Written instruction: In every record below, change "thickest part" to "widest part" and leave the rest of each line as it is. Omit the pictures from your answer.

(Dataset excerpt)
::::::
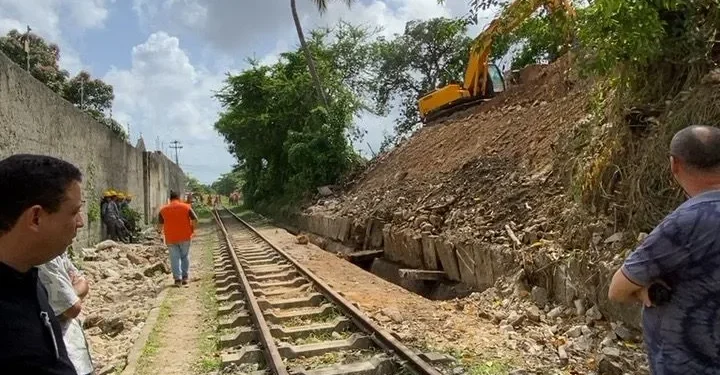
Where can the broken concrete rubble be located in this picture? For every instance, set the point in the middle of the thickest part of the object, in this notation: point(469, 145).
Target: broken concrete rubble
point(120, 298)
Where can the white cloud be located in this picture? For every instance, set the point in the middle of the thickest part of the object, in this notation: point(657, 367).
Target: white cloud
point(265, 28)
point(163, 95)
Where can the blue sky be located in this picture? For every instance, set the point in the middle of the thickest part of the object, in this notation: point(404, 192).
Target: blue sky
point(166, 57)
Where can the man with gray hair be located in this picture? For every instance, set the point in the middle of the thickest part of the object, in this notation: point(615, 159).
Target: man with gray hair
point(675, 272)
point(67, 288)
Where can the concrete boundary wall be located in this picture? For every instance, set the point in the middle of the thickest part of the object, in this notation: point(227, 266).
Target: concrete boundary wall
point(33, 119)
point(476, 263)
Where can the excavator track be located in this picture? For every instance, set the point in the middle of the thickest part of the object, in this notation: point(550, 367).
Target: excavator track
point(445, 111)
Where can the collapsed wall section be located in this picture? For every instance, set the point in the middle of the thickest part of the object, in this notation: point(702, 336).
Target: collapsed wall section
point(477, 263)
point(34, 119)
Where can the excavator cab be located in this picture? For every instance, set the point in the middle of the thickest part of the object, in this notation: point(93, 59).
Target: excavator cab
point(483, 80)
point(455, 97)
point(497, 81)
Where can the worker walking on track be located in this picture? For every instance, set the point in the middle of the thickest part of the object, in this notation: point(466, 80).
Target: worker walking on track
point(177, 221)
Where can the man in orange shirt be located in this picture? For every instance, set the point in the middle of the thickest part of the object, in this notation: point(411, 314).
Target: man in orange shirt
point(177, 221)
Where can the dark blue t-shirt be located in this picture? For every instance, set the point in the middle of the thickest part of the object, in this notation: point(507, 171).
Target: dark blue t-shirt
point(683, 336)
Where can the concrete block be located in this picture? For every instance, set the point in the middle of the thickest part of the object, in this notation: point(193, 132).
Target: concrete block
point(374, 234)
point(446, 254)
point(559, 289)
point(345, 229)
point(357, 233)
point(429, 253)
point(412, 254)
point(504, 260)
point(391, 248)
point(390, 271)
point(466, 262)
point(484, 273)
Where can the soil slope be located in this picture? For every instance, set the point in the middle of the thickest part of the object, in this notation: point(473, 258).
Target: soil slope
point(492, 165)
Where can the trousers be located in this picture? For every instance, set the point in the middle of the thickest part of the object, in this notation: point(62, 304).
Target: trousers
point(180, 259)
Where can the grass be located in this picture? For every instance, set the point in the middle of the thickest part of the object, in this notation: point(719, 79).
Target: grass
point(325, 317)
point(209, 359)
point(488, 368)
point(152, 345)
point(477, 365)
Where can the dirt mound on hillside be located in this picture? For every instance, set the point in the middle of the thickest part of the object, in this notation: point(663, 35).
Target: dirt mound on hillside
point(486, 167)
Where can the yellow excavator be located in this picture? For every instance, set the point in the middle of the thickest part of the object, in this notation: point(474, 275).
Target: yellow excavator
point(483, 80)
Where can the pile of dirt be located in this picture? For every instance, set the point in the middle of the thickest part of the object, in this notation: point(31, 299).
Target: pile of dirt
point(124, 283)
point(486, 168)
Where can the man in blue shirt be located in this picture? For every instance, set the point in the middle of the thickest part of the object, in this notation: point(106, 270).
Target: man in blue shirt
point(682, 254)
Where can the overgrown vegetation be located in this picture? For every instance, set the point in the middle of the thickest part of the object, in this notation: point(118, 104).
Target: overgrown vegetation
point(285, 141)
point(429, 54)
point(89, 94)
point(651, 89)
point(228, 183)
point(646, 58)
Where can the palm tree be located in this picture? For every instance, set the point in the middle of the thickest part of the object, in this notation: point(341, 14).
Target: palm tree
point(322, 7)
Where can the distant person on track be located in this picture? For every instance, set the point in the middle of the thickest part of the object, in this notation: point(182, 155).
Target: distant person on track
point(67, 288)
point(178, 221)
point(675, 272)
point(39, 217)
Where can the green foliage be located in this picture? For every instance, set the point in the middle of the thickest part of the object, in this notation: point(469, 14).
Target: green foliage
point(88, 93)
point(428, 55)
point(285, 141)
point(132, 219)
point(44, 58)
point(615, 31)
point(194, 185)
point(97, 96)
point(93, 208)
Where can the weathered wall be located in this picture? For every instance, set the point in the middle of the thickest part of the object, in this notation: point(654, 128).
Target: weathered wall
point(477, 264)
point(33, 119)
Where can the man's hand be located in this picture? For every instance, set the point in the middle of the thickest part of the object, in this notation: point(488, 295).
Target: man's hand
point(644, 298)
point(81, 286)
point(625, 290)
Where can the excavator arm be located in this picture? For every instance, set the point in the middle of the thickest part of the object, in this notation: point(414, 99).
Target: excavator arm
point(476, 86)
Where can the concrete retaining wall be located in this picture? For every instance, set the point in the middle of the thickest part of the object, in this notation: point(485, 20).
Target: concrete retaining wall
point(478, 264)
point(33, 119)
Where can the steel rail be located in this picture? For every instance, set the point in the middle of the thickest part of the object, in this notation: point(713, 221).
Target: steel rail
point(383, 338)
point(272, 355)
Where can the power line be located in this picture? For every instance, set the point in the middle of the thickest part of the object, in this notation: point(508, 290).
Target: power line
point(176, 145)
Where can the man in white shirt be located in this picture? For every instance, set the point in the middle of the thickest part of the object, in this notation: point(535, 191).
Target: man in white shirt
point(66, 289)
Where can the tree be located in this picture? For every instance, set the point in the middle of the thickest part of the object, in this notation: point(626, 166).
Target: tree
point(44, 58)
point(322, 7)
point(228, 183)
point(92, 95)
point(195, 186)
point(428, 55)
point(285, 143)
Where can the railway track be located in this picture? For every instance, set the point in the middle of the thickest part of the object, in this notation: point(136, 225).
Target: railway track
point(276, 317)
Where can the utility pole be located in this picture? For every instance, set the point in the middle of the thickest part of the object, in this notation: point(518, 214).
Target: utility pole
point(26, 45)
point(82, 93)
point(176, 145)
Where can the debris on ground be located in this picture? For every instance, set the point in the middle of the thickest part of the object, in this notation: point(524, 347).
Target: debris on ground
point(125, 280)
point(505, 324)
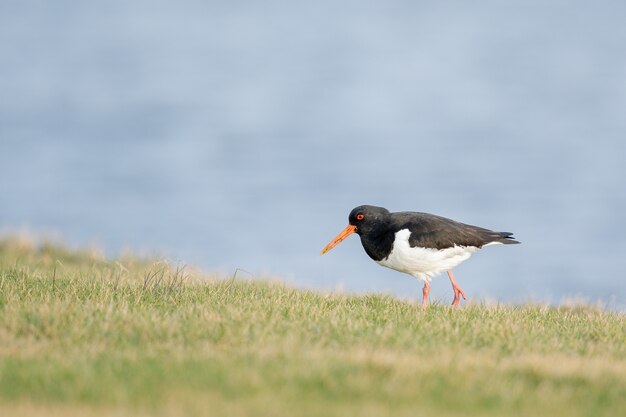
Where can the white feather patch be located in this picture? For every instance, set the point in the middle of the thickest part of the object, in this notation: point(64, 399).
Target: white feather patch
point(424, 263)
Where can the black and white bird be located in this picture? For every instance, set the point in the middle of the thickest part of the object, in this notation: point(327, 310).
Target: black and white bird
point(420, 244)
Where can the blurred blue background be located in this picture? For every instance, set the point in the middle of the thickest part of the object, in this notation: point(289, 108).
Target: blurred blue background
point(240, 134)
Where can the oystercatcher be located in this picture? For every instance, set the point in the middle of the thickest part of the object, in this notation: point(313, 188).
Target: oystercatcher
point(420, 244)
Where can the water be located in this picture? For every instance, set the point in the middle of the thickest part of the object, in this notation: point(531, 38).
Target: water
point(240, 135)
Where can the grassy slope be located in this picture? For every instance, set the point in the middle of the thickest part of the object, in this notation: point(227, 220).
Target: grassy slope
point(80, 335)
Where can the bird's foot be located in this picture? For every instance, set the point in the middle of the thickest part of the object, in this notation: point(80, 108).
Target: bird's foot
::::::
The output:
Where can the broken concrete rubble be located in this picture? For every instance, set the point in the middle of the widest part of the object, in this notation: point(469, 145).
Target: broken concrete rubble
point(120, 298)
Where can the white cloud be located in this picture? For every instance, set the point in the middle of the widest part of the object, in this notation: point(657, 367).
Target: white cloud
point(265, 28)
point(163, 95)
Where can the blue sky be located in this picture? For every instance, set the point in the middle of the widest part of the object, in this notation: point(404, 192).
Target: blue sky
point(166, 57)
Where can the man with gray hair be located in this picture? For every instance, set the point in the middle of the widest part of the object, in this notation: point(615, 159).
Target: man with gray hair
point(675, 272)
point(67, 288)
Where can the concrete boundary wall be located in this picture? For every instance, set the point in the middle of the widest part of the object, in this notation: point(227, 266).
Target: concrete boundary wall
point(33, 119)
point(476, 263)
Where can the excavator track be located in this picture? For every instance, set the point in the middle of the widest part of the object, in this notation: point(550, 367).
Target: excavator track
point(445, 111)
Where can the collapsed wall section be located in this picture? For every instance, set the point in the middle of the widest part of the object, in this notation: point(702, 336).
Target: collapsed wall section
point(477, 263)
point(34, 119)
Where can the excavator cab be located in this picture? For every instance, set the point in the middle of the widest part of the object, in this notation: point(93, 59).
Target: excavator cab
point(483, 80)
point(455, 97)
point(497, 81)
Where can the worker walking on track be located in this picture? For every instance, set the point in the middle of the widest part of the object, in this notation: point(466, 80).
Target: worker walking on track
point(177, 221)
Where can the man in orange shirt be located in this picture? For every instance, set the point in the middle of the widest part of the object, in this notation: point(411, 314).
Target: man in orange shirt
point(177, 221)
Where can the dark blue t-shirt be located in this picture? For every instance, set the point in the middle of the widest part of the object, in this notation: point(507, 171).
Target: dark blue t-shirt
point(683, 336)
Where can the concrete block be located in this picture? For every instance, set the point in the middle of the widest part of the object, in this notation: point(193, 132).
Target: concrete block
point(374, 234)
point(446, 254)
point(559, 289)
point(345, 229)
point(357, 233)
point(429, 253)
point(412, 254)
point(504, 260)
point(391, 248)
point(390, 271)
point(466, 262)
point(484, 273)
Where can the soil slope be located in this picture? For every instance, set the point in the middle of the widest part of the object, in this notation: point(473, 258).
Target: soil slope
point(492, 165)
Where can the trousers be located in this picture? For every instance, set the point in the middle of the widest part of the object, in this notation: point(62, 304).
Target: trousers
point(180, 259)
Where can the grass be located in this picture? For every instance, set the point in the middle of the widest part of the object, in this notation: point(719, 79).
Target: grass
point(325, 317)
point(209, 359)
point(488, 368)
point(152, 345)
point(477, 365)
Where can the dirt mound on hillside be located in this picture? For every instance, set the point in the middle of the widest part of the object, in this notation: point(663, 35).
Target: dirt mound on hillside
point(486, 167)
Where can the yellow excavator be located in this picture? For every instance, set the point in the middle of the widest part of the object, in this notation: point(474, 275).
Target: yellow excavator
point(483, 80)
Where can the pile of dirt be located in this picture? For every instance, set the point in the middle of the widest part of the object, in this notation: point(31, 299).
Target: pile of dirt
point(124, 283)
point(486, 168)
Where can the man in blue shirt be located in this picture? For every instance, set the point in the middle of the widest part of the object, in this notation: point(106, 270).
Target: man in blue shirt
point(682, 254)
Where can the overgrown vegetation be located in this picture? For every instance, set the point in the middle of the widest part of the object, in this notation: point(118, 104).
Target: overgrown vegetation
point(285, 141)
point(429, 54)
point(89, 94)
point(651, 89)
point(228, 183)
point(646, 58)
Where can the palm tree be located in this picture? For every instance, set the point in the middle of the widest part of the object, in this notation: point(341, 14).
Target: palm tree
point(322, 7)
Where can the distant person on track be located in this picture? For every instance, set the point in the middle of the widest part of the object, in this notation: point(182, 155).
Target: distant person on track
point(67, 288)
point(178, 221)
point(675, 272)
point(39, 217)
Where can the green foliage be located in this picture? For every instance, set the point in the middle of the widest part of the object, in this notation: point(469, 14).
Target: green foliage
point(88, 93)
point(428, 55)
point(285, 141)
point(132, 219)
point(44, 58)
point(615, 31)
point(194, 185)
point(97, 96)
point(93, 208)
Where can the weathered wall be located in this picture? For every instance, set the point in the middle of the widest part of the object, in this notation: point(654, 128).
Target: weathered wall
point(477, 264)
point(33, 119)
Where can the man's hand be located in this picture? For every instance, set the point in the middle of the widest part of the object, in this notation: point(488, 295).
Target: man's hand
point(644, 298)
point(81, 286)
point(625, 290)
Where can the excavator arm be located in this picture? For every instance, set the point in the middle of the widest part of the object, in this notation: point(414, 99).
Target: excavator arm
point(476, 86)
Where can the concrete retaining wall be located in this picture? For every instance, set the point in the middle of the widest part of the object, in this notation: point(485, 20).
Target: concrete retaining wall
point(478, 264)
point(33, 119)
Where can the steel rail be located in this picture? For every instance, set the point in the middle of the widest part of the object, in this notation: point(713, 221).
Target: steel rail
point(383, 338)
point(272, 355)
Where can the power line be located in this picture? For every instance, set the point in the middle of the widest part of the object, in this notation: point(508, 290).
Target: power line
point(176, 145)
Where can the man in white shirt be located in this picture? For every instance, set the point in the middle of the widest part of the object, in this notation: point(535, 191).
Target: man in white shirt
point(66, 289)
Where can the tree be located in this picture? For every instance, set the point in the middle of the widest part of the object, in this notation: point(626, 166).
Target: tree
point(44, 58)
point(322, 7)
point(228, 183)
point(92, 95)
point(195, 186)
point(428, 55)
point(285, 143)
Where can the railway track be located in this picture? For every instance, set the point in the middle of the widest part of the object, in this notation: point(136, 225).
Target: railway track
point(276, 317)
Where can the utility pole be located in this picture? For every instance, set the point in the middle of the widest part of the object, in this notation: point(518, 214).
Target: utility pole
point(26, 45)
point(82, 93)
point(176, 145)
Where can the debris on ground be located in this picture? For every instance, set the point in the middle of the widest part of the object, in this notation: point(524, 347).
Target: debris on ground
point(125, 280)
point(505, 324)
Where can the white feather patch be located in this picture? For every instance, set the point in the middle of the widest part of the object, in this notation: point(64, 399).
Target: white feather patch
point(424, 263)
Where can the black and white bird be located in this picture? For every instance, set the point in the middle of the widest part of the object, in this notation: point(327, 310).
Target: black and white bird
point(420, 244)
Where can the blurred blue background be located in this picture? For every instance, set the point in the middle of the widest part of the object, in this notation: point(289, 108).
Target: blurred blue background
point(240, 134)
Where can the oystercatcher be located in this picture? For every instance, set the point in the middle of the widest part of the object, in this notation: point(313, 188).
Target: oystercatcher
point(420, 244)
Where can the water be located in this picture? For every instance, set the point in the middle of the widest part of the object, in this notation: point(531, 38).
Target: water
point(240, 135)
Where can the grassy slope be located in this picture? For every instance, set the point in the middle of the widest part of the object, in this notation: point(227, 220).
Target: grassy slope
point(80, 335)
Where can the bird's foot be located in this picture? For every instance, set the point in the middle of the widest part of the object, in this notation: point(80, 108).
Target: bird's foot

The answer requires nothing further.